● Exercise instructions: Reproduce only the records from the line containing "Q: For every instance of the green leaf" through the end of the records, inclusive, replacing "photograph" with "image" and leaving everything else unchanged.

## begin Task input

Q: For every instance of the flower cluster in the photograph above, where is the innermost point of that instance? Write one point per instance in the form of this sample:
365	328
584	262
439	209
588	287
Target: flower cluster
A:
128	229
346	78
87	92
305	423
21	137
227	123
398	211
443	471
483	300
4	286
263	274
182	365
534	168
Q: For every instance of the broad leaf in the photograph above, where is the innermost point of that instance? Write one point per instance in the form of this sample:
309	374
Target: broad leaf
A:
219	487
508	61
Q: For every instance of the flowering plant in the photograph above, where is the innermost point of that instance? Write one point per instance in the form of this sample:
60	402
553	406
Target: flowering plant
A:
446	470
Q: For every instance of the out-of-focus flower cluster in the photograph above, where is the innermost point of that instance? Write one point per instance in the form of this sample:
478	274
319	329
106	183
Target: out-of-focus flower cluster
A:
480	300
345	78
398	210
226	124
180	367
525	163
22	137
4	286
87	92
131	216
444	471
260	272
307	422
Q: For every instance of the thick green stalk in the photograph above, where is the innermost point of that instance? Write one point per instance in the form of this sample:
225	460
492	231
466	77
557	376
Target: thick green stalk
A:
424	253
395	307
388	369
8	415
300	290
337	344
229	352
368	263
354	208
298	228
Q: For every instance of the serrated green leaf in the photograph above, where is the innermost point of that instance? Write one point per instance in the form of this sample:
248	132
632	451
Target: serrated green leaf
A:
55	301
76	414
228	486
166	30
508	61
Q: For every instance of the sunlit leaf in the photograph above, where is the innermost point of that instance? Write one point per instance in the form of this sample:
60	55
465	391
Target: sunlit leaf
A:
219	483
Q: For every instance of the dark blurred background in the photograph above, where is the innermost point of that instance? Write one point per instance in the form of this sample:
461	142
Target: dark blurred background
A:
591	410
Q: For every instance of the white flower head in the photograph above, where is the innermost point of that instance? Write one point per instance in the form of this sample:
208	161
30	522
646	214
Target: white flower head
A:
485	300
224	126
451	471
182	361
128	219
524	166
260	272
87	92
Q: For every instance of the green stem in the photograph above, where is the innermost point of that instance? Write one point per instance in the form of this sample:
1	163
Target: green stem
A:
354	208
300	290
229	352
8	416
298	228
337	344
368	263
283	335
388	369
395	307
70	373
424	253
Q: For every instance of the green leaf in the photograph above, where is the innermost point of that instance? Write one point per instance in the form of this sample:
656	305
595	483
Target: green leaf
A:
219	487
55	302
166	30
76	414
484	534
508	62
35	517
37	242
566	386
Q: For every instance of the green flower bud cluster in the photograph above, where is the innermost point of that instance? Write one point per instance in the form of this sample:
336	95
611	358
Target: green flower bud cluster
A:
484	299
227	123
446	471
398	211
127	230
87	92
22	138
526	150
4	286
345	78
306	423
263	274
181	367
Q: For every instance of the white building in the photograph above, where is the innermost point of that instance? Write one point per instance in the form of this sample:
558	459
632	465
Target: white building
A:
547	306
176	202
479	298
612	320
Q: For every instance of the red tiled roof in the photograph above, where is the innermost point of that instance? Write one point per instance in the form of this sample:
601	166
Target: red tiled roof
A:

## end Task input

● Response to the exercise:
Q: For every instance of the green leaf in the image above, where is the innermost point of that instance? Write one point per instance in the form of this sample:
656	305
595	483
Target: green leaf
A:
219	487
55	302
166	30
76	414
484	534
508	62
35	517
37	242
566	386
Q: For every instance of the green flower bud cluster in the image above, where is the innermost point of that instance? Write one point per instance in the form of this sample:
336	95
611	358
Target: green flower bud cluster
A:
484	299
227	123
446	471
398	211
127	230
87	92
22	138
526	150
4	286
345	78
306	423
263	274
181	367
Q: For every instance of the white building in the image above, where is the innermost point of that instance? Write one point per instance in the form of this sample:
558	459
632	465
Target: white building
A:
547	306
176	202
479	298
612	320
Q: For every instance of the red tiled roof in the image above, where is the innermost point of that instance? Write one point per instance in the form of this sample:
601	166
Target: red tiled roof
A:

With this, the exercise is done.